PROVIDED DATA >>
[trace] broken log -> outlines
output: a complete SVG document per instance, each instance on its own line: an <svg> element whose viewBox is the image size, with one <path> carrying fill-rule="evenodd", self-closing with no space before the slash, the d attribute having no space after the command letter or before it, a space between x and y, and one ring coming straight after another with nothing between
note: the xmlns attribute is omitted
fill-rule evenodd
...
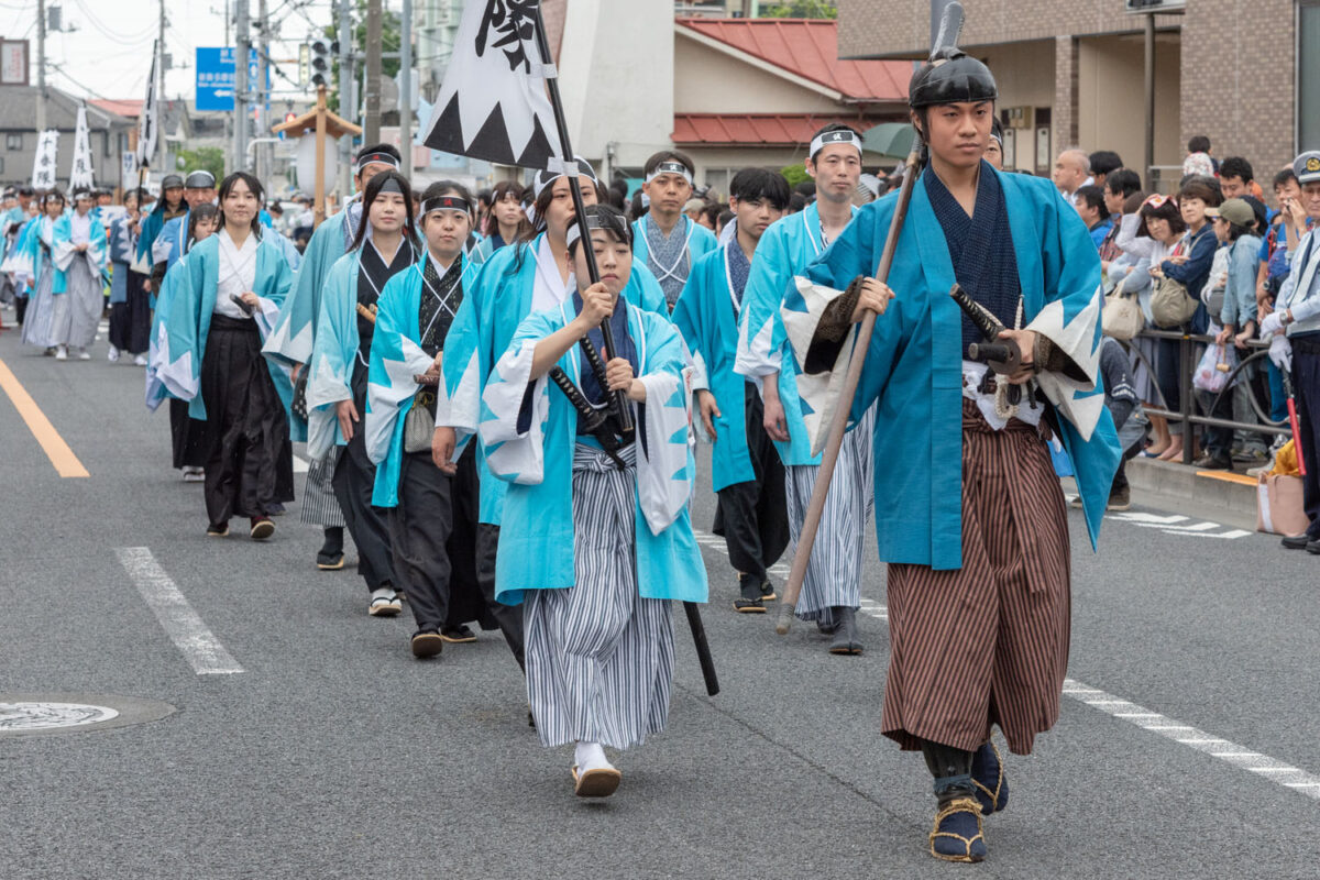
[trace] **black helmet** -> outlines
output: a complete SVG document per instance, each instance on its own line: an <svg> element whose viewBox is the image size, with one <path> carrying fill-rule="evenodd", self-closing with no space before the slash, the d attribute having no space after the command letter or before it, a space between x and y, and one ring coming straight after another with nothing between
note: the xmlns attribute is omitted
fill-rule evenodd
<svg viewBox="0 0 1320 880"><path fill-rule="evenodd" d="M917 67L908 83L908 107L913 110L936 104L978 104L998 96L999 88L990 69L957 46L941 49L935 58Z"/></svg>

OBJECTIVE >>
Please count how many lines of the entries above contain the string "trace", matching case exactly, and give only that number.

EXERCISE ANSWER >>
2